**Stated task**
Pull out every line from the start of the data through the line containing "[0,0,600,598]", including both ends, and reproduce them unchanged. Leave the pictures out of your answer.
===== Records to process
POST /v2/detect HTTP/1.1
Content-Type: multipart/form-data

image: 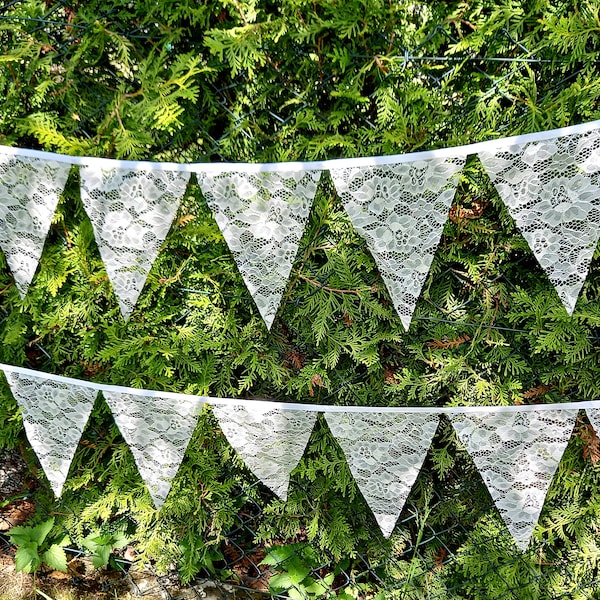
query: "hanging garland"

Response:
[0,121,600,550]
[0,121,600,330]
[0,364,600,550]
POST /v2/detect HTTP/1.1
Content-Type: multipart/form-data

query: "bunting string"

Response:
[0,121,600,330]
[0,364,600,550]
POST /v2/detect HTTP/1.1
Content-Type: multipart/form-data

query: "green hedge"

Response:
[0,0,600,598]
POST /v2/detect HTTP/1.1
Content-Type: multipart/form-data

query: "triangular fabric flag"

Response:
[81,165,189,319]
[325,412,439,538]
[102,391,204,509]
[585,408,600,436]
[449,409,578,551]
[478,130,600,314]
[197,171,321,329]
[331,157,465,331]
[212,403,317,500]
[4,370,98,498]
[0,153,71,298]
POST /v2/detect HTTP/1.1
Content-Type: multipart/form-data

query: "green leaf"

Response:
[15,542,42,573]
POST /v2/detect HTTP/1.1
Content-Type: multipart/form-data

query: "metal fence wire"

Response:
[0,0,600,600]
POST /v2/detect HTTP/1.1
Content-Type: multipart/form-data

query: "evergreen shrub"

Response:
[0,0,600,599]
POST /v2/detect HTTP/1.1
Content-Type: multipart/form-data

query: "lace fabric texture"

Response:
[0,153,71,298]
[197,171,321,329]
[212,404,317,500]
[331,157,465,331]
[81,166,189,318]
[325,412,439,537]
[450,409,577,551]
[479,130,600,314]
[102,391,203,508]
[585,408,600,436]
[4,371,98,498]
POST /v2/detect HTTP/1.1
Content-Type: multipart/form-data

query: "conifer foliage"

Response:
[0,0,600,599]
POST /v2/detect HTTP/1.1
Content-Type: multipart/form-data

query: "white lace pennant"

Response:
[325,412,439,537]
[0,153,71,298]
[102,391,204,508]
[4,371,98,497]
[331,157,465,330]
[213,403,317,500]
[478,130,600,314]
[197,171,321,329]
[585,407,600,436]
[450,408,578,551]
[81,166,189,318]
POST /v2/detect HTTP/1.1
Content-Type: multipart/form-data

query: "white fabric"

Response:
[331,157,465,331]
[212,404,317,500]
[450,408,577,551]
[0,120,600,174]
[479,130,600,314]
[197,171,321,329]
[0,153,71,298]
[325,412,439,537]
[585,406,600,436]
[81,166,189,318]
[102,391,202,508]
[4,371,98,497]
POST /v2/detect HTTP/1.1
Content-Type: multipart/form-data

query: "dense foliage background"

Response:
[0,0,600,599]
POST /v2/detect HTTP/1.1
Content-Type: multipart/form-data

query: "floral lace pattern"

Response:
[212,404,317,500]
[0,154,71,298]
[102,392,203,508]
[81,166,189,318]
[331,157,465,331]
[197,171,321,329]
[4,371,98,497]
[479,130,600,314]
[450,409,577,551]
[325,412,439,537]
[585,408,600,436]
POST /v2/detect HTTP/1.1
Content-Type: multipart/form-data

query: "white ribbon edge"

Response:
[0,363,600,416]
[0,119,600,173]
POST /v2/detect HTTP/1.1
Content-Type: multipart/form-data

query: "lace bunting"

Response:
[4,371,98,498]
[102,391,204,508]
[212,403,317,500]
[331,157,465,331]
[325,412,439,537]
[197,171,321,329]
[0,153,71,298]
[478,130,600,315]
[81,166,189,319]
[450,408,577,551]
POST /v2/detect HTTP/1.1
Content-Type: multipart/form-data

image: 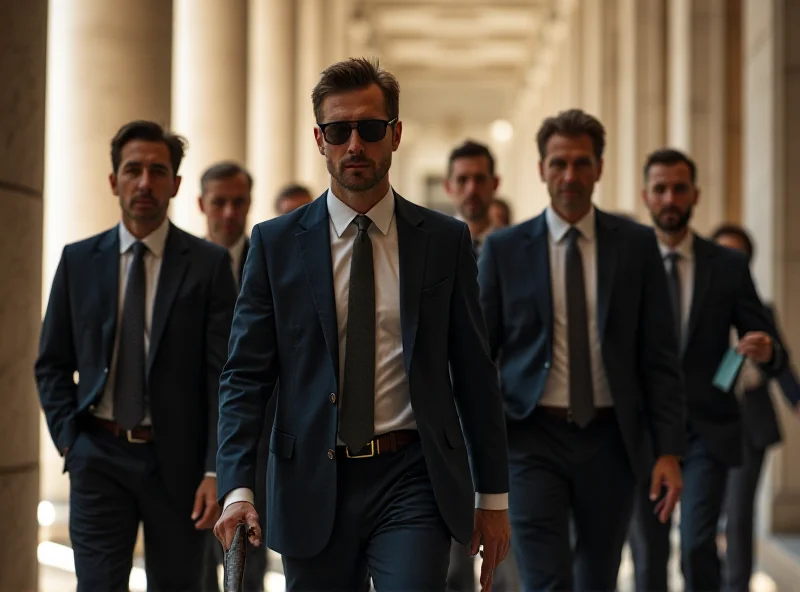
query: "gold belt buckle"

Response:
[344,440,380,458]
[125,430,147,444]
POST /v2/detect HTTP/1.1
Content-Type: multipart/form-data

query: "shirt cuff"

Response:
[475,493,508,510]
[222,487,255,511]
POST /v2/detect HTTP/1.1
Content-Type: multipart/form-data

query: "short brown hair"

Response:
[536,109,606,160]
[111,120,188,176]
[311,58,400,123]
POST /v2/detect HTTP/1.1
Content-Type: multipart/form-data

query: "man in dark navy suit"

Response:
[479,109,685,592]
[631,149,787,592]
[215,59,509,592]
[711,224,800,592]
[36,121,236,592]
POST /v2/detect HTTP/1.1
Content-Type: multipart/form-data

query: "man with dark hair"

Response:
[215,59,509,592]
[275,183,314,216]
[631,149,787,592]
[478,109,685,592]
[35,121,236,592]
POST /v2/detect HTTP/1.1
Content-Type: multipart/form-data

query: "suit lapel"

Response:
[147,222,189,376]
[395,194,428,374]
[94,227,120,367]
[525,214,553,345]
[681,236,714,355]
[295,194,339,384]
[595,209,618,343]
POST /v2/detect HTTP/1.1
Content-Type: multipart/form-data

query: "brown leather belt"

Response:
[536,405,615,423]
[341,430,419,458]
[82,414,155,444]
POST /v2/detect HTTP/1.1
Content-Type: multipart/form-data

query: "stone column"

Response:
[0,0,48,592]
[295,0,335,195]
[170,0,248,236]
[667,0,727,232]
[41,0,172,520]
[247,0,296,224]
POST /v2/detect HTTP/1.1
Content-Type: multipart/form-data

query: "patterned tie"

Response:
[114,242,147,430]
[339,215,375,453]
[566,227,594,428]
[667,251,682,349]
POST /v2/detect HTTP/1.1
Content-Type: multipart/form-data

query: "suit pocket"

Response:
[269,428,297,459]
[444,425,465,448]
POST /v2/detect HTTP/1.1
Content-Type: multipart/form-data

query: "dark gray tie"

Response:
[114,242,147,430]
[667,251,682,349]
[566,227,594,427]
[339,215,375,452]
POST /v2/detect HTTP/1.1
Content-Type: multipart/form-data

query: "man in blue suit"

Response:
[479,109,685,592]
[215,59,509,591]
[36,121,236,592]
[631,149,787,592]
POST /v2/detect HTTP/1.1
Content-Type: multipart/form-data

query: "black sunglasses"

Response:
[317,117,397,146]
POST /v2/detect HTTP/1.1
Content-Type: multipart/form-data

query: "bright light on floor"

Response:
[36,500,56,526]
[36,541,288,592]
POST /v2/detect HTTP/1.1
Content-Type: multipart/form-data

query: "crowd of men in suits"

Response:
[35,59,800,592]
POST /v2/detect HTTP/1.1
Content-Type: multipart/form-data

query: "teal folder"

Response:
[713,348,744,393]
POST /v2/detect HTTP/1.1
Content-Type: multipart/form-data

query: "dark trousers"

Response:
[630,433,728,592]
[447,541,519,592]
[282,442,450,592]
[508,409,636,592]
[722,439,766,592]
[66,431,206,592]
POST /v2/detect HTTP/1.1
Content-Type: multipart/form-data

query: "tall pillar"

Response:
[606,0,667,221]
[295,0,333,195]
[41,0,172,502]
[667,0,727,232]
[742,0,800,536]
[247,0,296,225]
[0,0,47,591]
[170,0,248,236]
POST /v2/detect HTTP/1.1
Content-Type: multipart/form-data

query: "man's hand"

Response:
[192,477,219,530]
[469,508,511,590]
[214,502,261,551]
[736,331,773,364]
[650,455,683,524]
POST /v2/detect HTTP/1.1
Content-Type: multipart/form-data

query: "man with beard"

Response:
[631,149,787,592]
[444,140,500,258]
[36,121,236,592]
[444,140,516,592]
[215,59,509,591]
[478,109,685,592]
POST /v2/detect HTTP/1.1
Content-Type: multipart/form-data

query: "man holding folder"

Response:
[631,149,787,592]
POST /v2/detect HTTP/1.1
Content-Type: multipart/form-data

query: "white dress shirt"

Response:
[539,206,614,407]
[92,218,169,425]
[658,230,695,342]
[225,187,508,510]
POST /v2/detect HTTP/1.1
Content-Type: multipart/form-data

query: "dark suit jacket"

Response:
[682,235,788,465]
[35,224,236,507]
[217,194,508,557]
[479,209,685,473]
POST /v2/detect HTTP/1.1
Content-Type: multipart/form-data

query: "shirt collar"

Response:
[658,230,694,261]
[119,218,169,257]
[326,186,395,238]
[545,206,594,243]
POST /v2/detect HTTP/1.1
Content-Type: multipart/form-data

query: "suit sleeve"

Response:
[449,225,509,494]
[478,237,503,361]
[639,234,686,458]
[206,249,236,473]
[217,226,280,503]
[34,249,78,454]
[733,257,789,378]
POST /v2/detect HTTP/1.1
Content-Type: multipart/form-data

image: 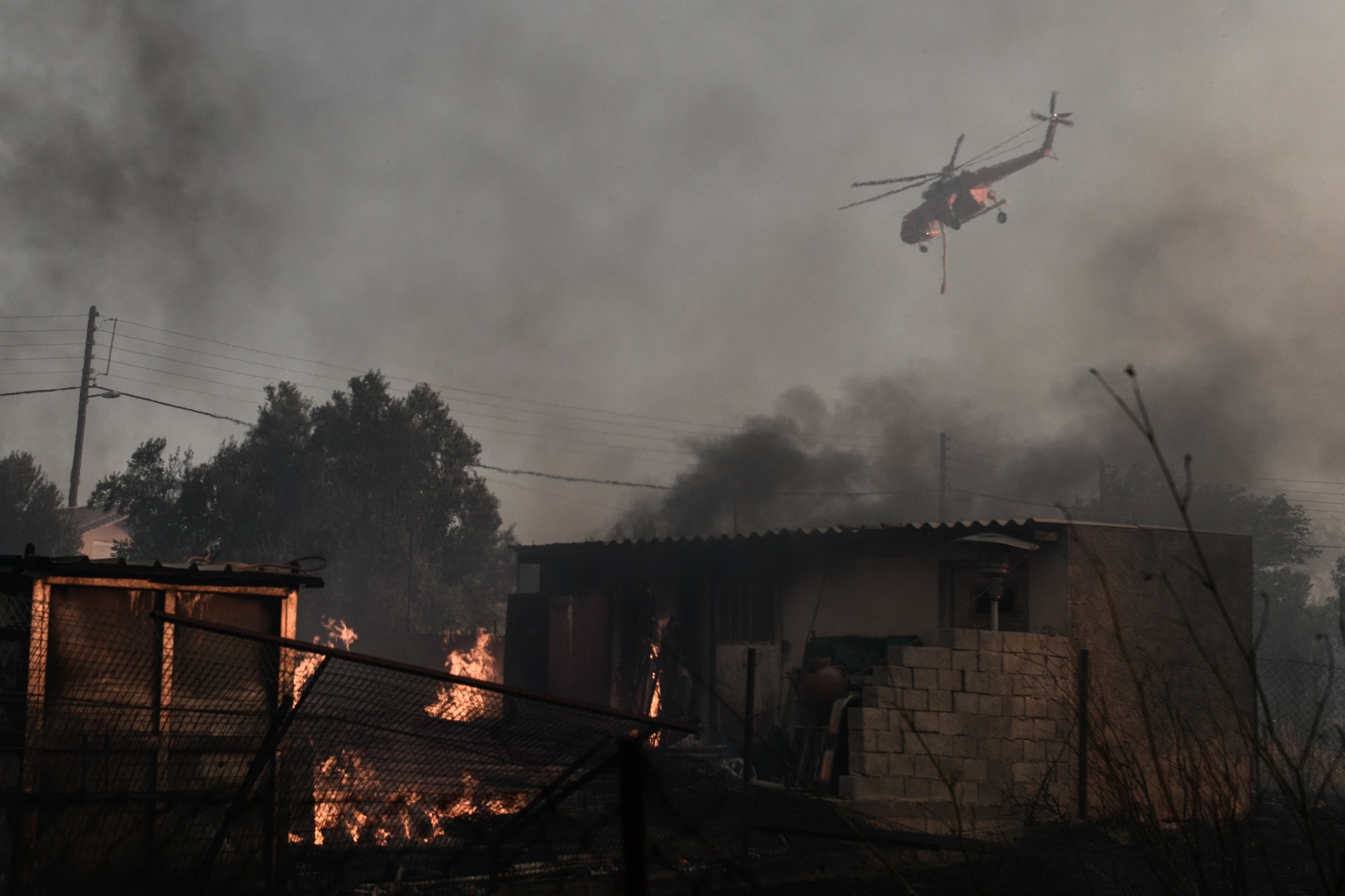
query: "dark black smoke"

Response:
[632,191,1313,536]
[0,1,269,309]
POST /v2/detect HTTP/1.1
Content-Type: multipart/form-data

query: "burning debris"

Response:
[425,628,502,721]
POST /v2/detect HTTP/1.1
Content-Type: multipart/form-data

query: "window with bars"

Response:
[718,579,775,645]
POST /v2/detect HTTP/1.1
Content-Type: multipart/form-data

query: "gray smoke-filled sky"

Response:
[0,0,1345,541]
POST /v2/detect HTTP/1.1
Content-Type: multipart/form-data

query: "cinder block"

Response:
[911,752,939,779]
[907,712,939,731]
[1020,654,1046,676]
[850,751,888,776]
[976,631,1005,651]
[901,647,952,669]
[1046,657,1073,672]
[849,706,888,731]
[1045,637,1075,659]
[920,732,952,756]
[863,685,898,709]
[952,692,981,713]
[1013,676,1048,697]
[901,688,929,709]
[1013,763,1046,784]
[901,778,929,799]
[952,650,981,669]
[976,650,1005,671]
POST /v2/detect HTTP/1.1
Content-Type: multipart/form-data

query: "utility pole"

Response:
[939,432,948,522]
[1098,460,1107,522]
[70,305,98,507]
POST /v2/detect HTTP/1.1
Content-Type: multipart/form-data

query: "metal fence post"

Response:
[742,647,756,864]
[1079,650,1088,821]
[616,737,650,896]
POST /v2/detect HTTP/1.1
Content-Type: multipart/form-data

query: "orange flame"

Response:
[295,616,359,700]
[425,628,500,721]
[312,749,527,846]
[644,618,670,747]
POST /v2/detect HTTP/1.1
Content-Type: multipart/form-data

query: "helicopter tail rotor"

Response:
[943,133,967,176]
[1032,90,1075,128]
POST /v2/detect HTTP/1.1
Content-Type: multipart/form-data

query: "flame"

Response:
[312,749,527,846]
[295,616,359,700]
[313,616,359,650]
[644,616,671,747]
[425,628,500,721]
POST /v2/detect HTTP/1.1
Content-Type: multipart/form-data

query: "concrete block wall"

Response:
[839,628,1076,830]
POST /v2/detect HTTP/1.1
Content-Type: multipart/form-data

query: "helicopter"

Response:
[841,90,1075,293]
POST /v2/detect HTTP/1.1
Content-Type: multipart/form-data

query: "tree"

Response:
[1073,464,1323,657]
[91,372,511,649]
[0,451,82,556]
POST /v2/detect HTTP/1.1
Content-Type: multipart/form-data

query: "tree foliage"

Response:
[90,372,510,649]
[0,451,82,556]
[1073,464,1334,657]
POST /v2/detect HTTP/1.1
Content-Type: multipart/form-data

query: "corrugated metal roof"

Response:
[0,555,323,588]
[514,517,1237,553]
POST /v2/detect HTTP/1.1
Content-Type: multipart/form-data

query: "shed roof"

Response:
[0,555,323,588]
[514,517,1236,555]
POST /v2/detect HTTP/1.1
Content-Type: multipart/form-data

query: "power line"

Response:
[471,464,672,491]
[117,319,736,429]
[0,367,83,376]
[105,389,252,426]
[0,386,79,398]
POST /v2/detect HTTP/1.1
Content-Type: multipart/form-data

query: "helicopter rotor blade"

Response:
[841,181,924,211]
[939,227,948,296]
[944,133,967,171]
[850,171,939,187]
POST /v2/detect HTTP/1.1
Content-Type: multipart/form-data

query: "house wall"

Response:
[839,628,1076,834]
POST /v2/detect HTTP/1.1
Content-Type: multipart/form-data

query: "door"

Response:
[547,595,612,706]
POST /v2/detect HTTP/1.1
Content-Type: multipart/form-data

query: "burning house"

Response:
[0,555,685,893]
[504,520,1254,829]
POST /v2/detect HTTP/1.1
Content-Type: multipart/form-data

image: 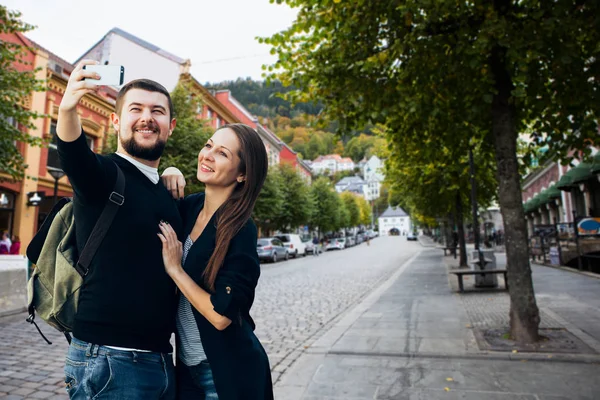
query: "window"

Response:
[0,190,15,236]
[46,121,94,168]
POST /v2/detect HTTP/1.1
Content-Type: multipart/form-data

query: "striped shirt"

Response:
[177,236,206,367]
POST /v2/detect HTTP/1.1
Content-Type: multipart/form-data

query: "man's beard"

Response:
[119,132,167,161]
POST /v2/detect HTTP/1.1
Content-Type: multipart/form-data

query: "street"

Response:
[0,236,421,399]
[252,236,421,382]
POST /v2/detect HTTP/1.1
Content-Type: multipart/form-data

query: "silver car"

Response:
[256,238,290,263]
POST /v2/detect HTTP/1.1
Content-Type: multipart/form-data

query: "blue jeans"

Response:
[175,359,219,400]
[65,338,175,400]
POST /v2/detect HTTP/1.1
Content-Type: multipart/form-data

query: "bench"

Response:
[438,247,456,256]
[450,269,508,292]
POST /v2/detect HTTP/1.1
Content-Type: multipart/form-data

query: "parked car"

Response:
[303,239,323,254]
[256,238,290,263]
[275,233,306,258]
[346,236,356,247]
[325,238,346,251]
[356,233,365,244]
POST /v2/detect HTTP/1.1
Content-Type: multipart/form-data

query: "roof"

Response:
[379,206,408,218]
[313,154,342,162]
[75,27,186,64]
[27,38,119,101]
[335,176,366,186]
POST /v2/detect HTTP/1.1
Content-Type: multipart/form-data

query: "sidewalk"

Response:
[275,248,600,400]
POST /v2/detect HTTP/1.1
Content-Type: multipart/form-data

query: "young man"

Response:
[57,60,182,399]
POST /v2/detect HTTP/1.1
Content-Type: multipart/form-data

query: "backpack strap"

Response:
[75,164,125,277]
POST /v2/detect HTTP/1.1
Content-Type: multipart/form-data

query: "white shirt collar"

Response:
[116,153,160,185]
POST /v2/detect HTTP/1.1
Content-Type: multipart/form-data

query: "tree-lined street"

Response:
[0,236,421,399]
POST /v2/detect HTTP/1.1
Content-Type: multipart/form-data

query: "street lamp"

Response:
[46,167,65,205]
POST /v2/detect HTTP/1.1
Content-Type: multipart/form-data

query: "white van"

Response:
[275,233,306,258]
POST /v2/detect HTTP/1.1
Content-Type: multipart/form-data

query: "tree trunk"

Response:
[490,40,540,343]
[456,192,468,268]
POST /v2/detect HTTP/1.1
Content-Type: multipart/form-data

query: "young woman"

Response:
[158,124,273,400]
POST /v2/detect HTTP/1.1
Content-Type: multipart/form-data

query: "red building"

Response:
[0,33,116,253]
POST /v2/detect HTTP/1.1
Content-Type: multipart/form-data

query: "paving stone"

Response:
[29,392,55,399]
[2,394,24,400]
[20,382,43,389]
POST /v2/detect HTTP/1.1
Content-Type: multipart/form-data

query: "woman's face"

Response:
[197,128,244,187]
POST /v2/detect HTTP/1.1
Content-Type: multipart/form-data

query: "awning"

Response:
[546,185,562,199]
[556,163,594,192]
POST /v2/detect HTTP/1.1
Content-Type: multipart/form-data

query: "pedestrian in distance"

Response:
[0,232,12,254]
[157,124,273,400]
[57,60,182,400]
[10,235,21,255]
[313,236,320,257]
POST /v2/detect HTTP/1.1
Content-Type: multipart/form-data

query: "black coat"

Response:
[180,193,273,400]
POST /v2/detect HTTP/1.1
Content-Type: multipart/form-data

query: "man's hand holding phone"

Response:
[58,60,100,114]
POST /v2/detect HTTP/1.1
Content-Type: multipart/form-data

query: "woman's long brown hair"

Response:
[204,124,268,292]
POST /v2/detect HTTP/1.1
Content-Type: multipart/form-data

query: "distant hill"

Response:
[204,78,322,118]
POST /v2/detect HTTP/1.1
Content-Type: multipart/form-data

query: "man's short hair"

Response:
[115,79,173,119]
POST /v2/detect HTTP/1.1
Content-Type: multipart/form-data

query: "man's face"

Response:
[111,89,176,161]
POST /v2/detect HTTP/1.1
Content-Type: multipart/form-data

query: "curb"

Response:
[325,351,600,364]
[531,262,600,279]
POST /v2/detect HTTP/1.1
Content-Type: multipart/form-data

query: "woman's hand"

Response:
[160,167,185,199]
[158,221,183,277]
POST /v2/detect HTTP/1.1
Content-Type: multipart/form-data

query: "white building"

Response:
[75,28,190,92]
[311,154,355,175]
[362,156,385,201]
[377,206,412,236]
[335,176,367,198]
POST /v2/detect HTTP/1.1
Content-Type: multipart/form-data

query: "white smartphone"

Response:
[83,65,125,86]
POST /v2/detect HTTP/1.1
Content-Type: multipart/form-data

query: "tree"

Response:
[357,197,373,225]
[262,0,600,343]
[160,82,213,193]
[340,192,360,228]
[310,177,337,234]
[253,167,285,235]
[0,5,45,180]
[274,164,311,232]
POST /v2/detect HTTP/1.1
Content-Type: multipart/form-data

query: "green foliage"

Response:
[274,164,312,232]
[253,167,286,236]
[160,83,213,193]
[0,5,45,180]
[310,177,338,234]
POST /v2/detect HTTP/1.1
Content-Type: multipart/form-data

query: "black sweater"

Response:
[58,133,182,353]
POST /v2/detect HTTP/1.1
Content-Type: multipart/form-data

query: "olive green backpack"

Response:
[27,166,125,344]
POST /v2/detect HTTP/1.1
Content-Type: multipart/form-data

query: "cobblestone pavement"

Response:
[444,253,600,352]
[0,237,422,400]
[253,237,421,382]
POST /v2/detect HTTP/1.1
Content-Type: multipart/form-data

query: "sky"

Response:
[0,0,297,83]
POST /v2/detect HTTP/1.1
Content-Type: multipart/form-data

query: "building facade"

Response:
[75,28,189,92]
[361,156,385,201]
[0,33,116,254]
[522,149,600,235]
[335,175,368,199]
[377,206,412,236]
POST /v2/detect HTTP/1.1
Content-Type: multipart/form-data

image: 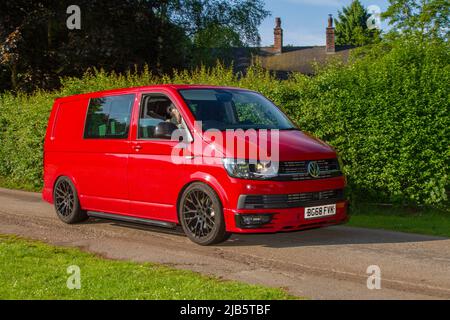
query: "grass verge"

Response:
[348,204,450,237]
[0,235,295,300]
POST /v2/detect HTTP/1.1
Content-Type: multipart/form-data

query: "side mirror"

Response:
[154,121,178,139]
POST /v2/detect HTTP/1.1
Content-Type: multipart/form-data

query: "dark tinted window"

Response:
[180,89,295,130]
[138,93,184,139]
[84,94,134,139]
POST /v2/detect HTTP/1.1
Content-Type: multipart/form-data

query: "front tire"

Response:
[53,177,88,224]
[178,182,231,246]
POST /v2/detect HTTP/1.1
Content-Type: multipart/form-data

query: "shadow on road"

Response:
[81,218,447,248]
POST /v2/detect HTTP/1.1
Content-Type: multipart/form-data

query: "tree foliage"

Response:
[0,0,268,91]
[336,0,380,46]
[383,0,450,40]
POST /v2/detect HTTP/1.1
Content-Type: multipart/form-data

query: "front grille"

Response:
[274,159,342,181]
[238,189,344,209]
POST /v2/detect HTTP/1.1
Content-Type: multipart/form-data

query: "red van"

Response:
[43,85,347,245]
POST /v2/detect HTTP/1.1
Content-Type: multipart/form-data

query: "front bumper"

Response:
[224,177,348,233]
[224,200,348,233]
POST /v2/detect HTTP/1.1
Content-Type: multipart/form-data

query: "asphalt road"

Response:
[0,189,450,299]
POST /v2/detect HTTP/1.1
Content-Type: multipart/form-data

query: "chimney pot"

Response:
[326,14,336,53]
[273,17,283,54]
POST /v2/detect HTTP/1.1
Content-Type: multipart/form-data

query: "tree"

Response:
[0,0,268,91]
[382,0,450,39]
[336,0,381,46]
[170,0,269,47]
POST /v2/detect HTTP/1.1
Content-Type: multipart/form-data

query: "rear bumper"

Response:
[224,201,348,233]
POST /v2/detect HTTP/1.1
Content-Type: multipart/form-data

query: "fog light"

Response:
[236,214,272,228]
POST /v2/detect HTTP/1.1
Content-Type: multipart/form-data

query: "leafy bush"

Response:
[0,40,450,204]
==========
**Answer to the task**
POST /v2/detect HTTP/1.1
Content-Type: multipart/form-data

image: 
query: "hanging garland"

Response:
[0,121,600,550]
[0,121,600,330]
[0,364,600,550]
POST /v2/detect HTTP/1.1
Content-Type: multipart/form-data

query: "bunting string"

Response:
[0,121,600,330]
[0,364,600,550]
POST /v2/detect HTTP/1.1
Content-Type: multipart/form-data

query: "green hedge"

Response:
[0,0,600,598]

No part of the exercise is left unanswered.